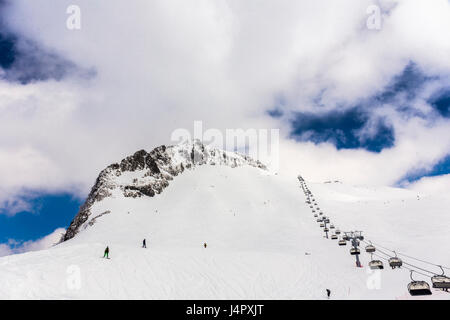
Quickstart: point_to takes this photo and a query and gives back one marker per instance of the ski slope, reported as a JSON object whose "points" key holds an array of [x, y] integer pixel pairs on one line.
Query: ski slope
{"points": [[262, 243]]}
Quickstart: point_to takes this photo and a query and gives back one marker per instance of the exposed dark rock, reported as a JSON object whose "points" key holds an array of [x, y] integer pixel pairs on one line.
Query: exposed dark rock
{"points": [[152, 173]]}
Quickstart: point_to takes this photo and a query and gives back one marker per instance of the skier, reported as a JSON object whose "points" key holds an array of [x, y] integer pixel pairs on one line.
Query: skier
{"points": [[106, 253]]}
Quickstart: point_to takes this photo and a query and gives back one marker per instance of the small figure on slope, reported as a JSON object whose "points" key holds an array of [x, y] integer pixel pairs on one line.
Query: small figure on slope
{"points": [[106, 253]]}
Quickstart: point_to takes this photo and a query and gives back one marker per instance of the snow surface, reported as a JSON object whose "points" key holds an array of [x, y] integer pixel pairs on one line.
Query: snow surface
{"points": [[262, 243]]}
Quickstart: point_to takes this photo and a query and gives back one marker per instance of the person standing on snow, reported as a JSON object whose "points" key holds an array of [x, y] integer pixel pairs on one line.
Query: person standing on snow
{"points": [[106, 253]]}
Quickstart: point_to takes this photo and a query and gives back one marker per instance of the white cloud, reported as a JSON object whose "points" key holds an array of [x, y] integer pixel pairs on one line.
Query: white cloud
{"points": [[163, 64], [432, 185], [14, 247]]}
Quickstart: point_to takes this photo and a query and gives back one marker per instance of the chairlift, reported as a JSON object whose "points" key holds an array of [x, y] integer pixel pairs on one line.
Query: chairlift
{"points": [[375, 264], [418, 288], [395, 262], [441, 281], [370, 248]]}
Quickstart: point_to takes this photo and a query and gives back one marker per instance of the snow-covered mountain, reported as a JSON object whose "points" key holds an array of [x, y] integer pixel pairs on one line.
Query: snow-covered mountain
{"points": [[263, 241]]}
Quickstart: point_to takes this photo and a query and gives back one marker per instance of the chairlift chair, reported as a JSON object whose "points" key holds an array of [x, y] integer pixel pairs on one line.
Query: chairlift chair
{"points": [[418, 288], [370, 248], [375, 264], [441, 281], [395, 262]]}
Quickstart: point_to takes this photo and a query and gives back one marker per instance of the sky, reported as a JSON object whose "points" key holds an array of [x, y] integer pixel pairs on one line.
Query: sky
{"points": [[354, 102]]}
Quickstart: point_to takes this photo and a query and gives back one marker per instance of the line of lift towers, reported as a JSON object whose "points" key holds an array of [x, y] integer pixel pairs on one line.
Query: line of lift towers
{"points": [[355, 237]]}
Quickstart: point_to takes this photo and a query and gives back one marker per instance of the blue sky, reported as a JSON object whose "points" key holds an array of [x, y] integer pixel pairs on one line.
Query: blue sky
{"points": [[73, 102], [49, 213]]}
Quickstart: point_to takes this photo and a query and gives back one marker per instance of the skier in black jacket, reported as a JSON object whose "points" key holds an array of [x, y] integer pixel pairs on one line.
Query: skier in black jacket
{"points": [[106, 253]]}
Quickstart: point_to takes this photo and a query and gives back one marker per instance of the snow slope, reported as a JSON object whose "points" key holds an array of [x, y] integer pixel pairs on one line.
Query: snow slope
{"points": [[263, 242]]}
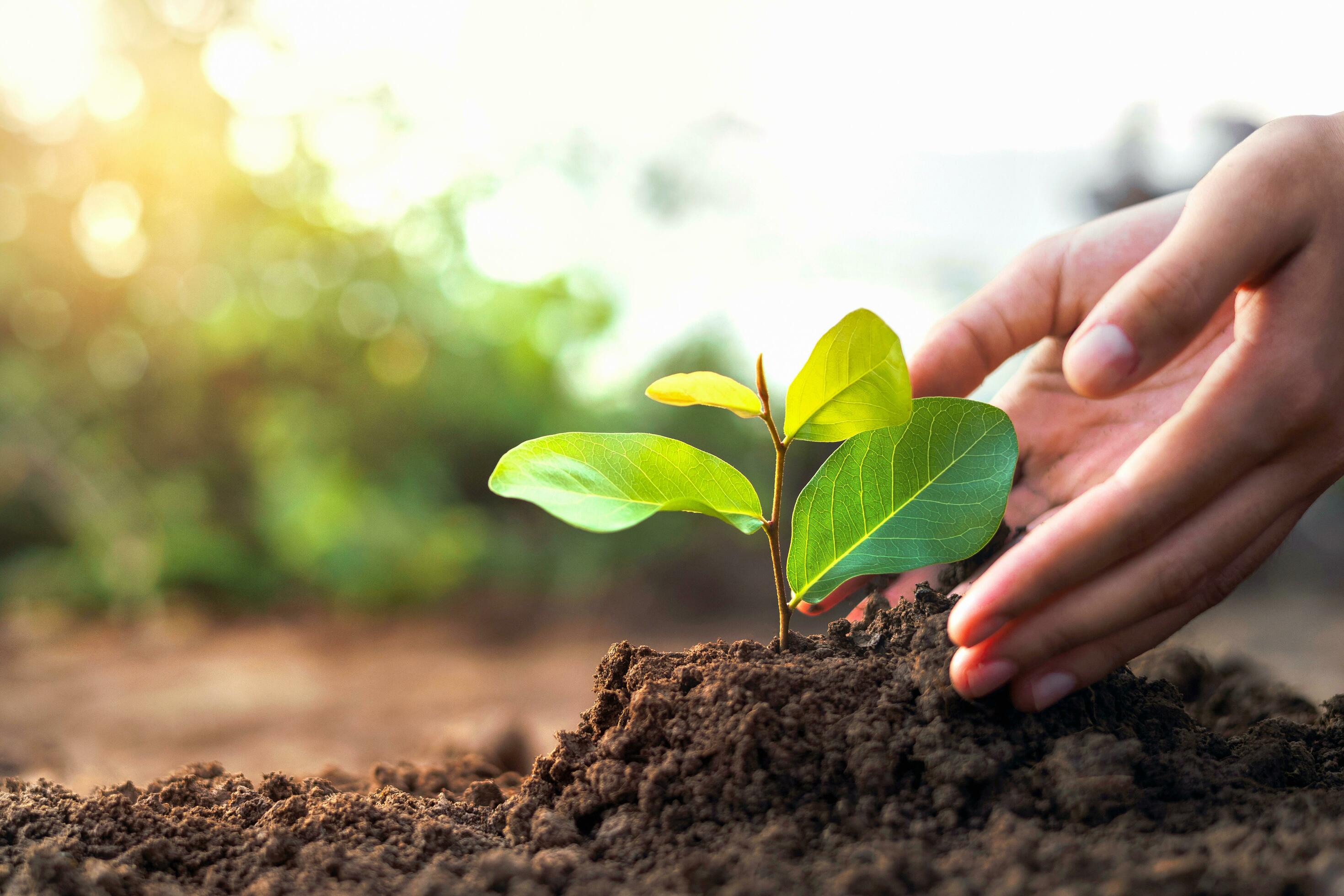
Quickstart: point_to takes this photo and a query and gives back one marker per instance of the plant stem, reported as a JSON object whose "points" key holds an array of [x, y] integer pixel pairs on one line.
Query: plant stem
{"points": [[772, 526]]}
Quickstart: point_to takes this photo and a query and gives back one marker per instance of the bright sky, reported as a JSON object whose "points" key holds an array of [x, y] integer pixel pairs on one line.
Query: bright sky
{"points": [[826, 155]]}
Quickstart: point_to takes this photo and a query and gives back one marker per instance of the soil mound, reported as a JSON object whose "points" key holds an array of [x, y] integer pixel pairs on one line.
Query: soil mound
{"points": [[847, 766]]}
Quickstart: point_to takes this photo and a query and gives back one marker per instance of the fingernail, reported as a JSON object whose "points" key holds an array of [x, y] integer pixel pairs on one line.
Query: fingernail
{"points": [[1104, 357], [1051, 688], [983, 629], [985, 677]]}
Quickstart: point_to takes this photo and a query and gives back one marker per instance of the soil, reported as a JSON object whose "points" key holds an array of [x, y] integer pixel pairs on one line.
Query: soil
{"points": [[846, 766]]}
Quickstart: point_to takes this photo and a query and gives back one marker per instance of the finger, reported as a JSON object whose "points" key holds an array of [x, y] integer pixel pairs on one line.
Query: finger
{"points": [[1238, 225], [1092, 663], [1198, 557], [1187, 461], [845, 590], [1045, 293]]}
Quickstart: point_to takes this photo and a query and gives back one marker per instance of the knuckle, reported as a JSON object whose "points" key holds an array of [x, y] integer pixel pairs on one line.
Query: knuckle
{"points": [[1173, 581], [1209, 597], [1167, 296], [975, 340]]}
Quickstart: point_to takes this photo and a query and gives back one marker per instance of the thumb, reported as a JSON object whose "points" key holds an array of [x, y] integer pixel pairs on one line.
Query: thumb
{"points": [[1234, 229]]}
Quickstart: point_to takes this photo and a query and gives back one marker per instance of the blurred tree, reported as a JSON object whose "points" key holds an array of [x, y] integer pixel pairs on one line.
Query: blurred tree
{"points": [[217, 386]]}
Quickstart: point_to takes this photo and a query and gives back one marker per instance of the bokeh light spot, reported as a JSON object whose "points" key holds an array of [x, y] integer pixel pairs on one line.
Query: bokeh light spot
{"points": [[14, 214], [109, 211], [367, 309], [205, 292], [116, 92], [261, 145], [287, 289], [118, 358], [398, 358]]}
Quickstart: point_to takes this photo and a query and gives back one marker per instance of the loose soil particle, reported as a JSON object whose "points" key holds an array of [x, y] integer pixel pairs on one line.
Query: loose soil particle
{"points": [[846, 766]]}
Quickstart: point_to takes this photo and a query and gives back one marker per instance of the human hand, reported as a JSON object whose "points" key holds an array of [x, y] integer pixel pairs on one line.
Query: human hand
{"points": [[1183, 410]]}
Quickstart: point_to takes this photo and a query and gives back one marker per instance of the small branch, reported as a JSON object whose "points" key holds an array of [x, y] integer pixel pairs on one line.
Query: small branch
{"points": [[772, 526]]}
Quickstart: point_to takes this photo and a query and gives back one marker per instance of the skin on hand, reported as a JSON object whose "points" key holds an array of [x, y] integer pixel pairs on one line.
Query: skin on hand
{"points": [[1183, 407]]}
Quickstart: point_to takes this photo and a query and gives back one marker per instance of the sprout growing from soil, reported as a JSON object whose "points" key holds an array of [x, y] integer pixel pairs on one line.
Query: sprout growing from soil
{"points": [[916, 481]]}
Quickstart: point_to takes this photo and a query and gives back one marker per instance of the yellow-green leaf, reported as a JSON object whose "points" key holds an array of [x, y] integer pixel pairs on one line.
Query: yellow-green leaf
{"points": [[855, 381], [932, 491], [706, 387], [609, 481]]}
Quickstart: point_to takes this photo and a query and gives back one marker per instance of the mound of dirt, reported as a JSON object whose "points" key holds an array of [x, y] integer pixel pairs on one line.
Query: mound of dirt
{"points": [[847, 766]]}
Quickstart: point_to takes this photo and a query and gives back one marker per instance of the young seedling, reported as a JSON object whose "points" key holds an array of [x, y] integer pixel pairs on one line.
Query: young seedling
{"points": [[914, 481]]}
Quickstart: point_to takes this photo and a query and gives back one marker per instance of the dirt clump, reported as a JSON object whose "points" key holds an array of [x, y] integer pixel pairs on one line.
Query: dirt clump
{"points": [[846, 766]]}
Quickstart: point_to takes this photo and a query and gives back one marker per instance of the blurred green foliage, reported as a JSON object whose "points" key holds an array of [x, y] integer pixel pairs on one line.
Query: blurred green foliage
{"points": [[268, 406]]}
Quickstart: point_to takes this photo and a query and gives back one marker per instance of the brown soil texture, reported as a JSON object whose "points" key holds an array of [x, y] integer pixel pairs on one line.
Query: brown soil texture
{"points": [[846, 766]]}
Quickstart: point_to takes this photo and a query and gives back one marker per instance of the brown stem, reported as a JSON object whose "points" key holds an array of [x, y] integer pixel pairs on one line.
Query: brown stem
{"points": [[772, 526]]}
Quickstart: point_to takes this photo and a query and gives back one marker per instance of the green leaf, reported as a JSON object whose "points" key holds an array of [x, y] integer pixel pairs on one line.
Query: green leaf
{"points": [[706, 387], [932, 491], [855, 381], [609, 481]]}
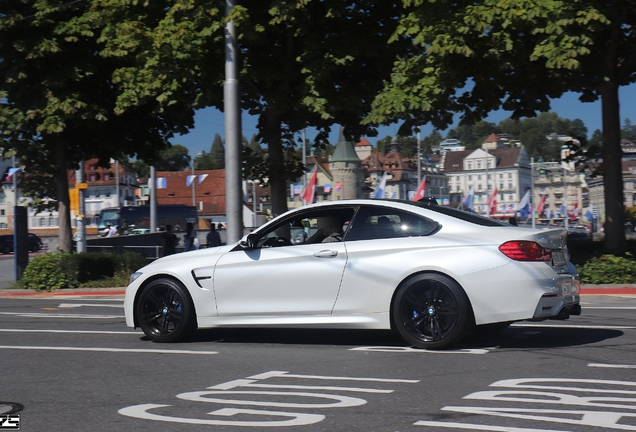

■ ■ ■ ■ ■

Rewrite everything from the line containing "brown stem, reported" down to the last line, swapping "marker" for "dot" and keeping everything else the same. Leave out the pictures.

The solution
Quickstart: point_to takes this photo and a query and gives back one dot per instance of the brown stem, reported as a JSON object whose "points" key holds an array of [x, y] integer pixel pairs on one line.
Query: brown stem
{"points": [[772, 526]]}
Quickstart: point_to takes this photo and a query and gives back one dot per instance of the green leaf, reported as a JSON object whose "points" key holds an array of [x, y] integer pixel pairs on one line.
Query: green leaf
{"points": [[706, 387], [932, 491], [855, 381], [609, 481]]}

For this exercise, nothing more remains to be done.